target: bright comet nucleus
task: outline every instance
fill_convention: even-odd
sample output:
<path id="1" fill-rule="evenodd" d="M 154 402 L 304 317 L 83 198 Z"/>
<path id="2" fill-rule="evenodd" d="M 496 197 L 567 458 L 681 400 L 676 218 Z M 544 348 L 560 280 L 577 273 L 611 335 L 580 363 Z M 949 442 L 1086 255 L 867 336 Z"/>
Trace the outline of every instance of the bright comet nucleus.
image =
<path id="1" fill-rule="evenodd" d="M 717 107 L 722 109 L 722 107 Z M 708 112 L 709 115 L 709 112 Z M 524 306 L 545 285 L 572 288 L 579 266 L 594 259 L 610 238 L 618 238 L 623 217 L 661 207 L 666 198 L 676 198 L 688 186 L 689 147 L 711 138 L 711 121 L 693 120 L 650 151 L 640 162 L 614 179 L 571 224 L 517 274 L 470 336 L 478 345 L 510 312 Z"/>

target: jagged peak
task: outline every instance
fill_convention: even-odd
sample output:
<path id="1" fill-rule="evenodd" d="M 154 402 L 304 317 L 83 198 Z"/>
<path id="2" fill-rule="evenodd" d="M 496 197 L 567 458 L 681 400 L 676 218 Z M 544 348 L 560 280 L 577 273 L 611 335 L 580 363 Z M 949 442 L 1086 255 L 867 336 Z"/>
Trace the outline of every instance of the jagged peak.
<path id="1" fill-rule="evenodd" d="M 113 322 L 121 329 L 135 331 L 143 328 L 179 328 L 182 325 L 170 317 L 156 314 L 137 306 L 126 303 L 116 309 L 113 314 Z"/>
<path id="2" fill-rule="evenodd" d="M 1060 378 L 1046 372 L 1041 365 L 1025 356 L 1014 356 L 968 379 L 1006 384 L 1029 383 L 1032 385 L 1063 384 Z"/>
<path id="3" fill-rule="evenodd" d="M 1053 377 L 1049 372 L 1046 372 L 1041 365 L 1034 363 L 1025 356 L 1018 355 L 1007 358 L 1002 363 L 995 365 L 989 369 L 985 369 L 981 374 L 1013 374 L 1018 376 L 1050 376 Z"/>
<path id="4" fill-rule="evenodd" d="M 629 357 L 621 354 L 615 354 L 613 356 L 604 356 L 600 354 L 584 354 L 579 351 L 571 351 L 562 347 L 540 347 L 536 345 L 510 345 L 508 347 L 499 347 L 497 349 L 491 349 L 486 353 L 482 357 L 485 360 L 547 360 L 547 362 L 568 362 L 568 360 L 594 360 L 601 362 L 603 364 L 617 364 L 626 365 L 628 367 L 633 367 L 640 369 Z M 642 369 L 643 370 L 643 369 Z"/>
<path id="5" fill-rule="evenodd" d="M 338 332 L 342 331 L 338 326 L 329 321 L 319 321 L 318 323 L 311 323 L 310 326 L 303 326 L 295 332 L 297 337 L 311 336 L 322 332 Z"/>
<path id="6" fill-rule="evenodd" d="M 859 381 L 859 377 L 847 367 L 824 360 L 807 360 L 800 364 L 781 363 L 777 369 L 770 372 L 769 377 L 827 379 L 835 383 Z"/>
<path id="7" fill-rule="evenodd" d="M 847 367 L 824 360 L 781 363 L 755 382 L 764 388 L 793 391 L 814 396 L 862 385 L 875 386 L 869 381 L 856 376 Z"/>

What to produce:
Copy the listing from its first line through the line containing "717 107 L 722", including the requests. Scale each polygon coordinate in the answers by 0.8, rounding to whole numbers with halves going up, and leave every number in the requests and their sample output unchanged.

Solution:
target: bright comet nucleus
task: outline every instance
fill_convention: even-odd
sample output:
<path id="1" fill-rule="evenodd" d="M 154 402 L 304 317 L 83 198 Z"/>
<path id="2" fill-rule="evenodd" d="M 496 197 L 567 458 L 681 400 L 676 218 Z M 544 348 L 560 280 L 577 273 L 611 335 L 580 363 Z M 949 442 L 1086 255 L 867 336 Z"/>
Trace the outline of every instance of the bright comet nucleus.
image =
<path id="1" fill-rule="evenodd" d="M 574 86 L 578 87 L 578 86 Z M 566 90 L 567 92 L 567 90 Z M 419 245 L 436 228 L 458 230 L 463 213 L 475 207 L 488 190 L 494 190 L 498 174 L 529 166 L 533 158 L 541 158 L 550 149 L 551 118 L 569 110 L 569 97 L 554 96 L 520 121 L 512 130 L 491 143 L 457 179 L 414 219 L 376 269 L 382 276 L 408 250 Z"/>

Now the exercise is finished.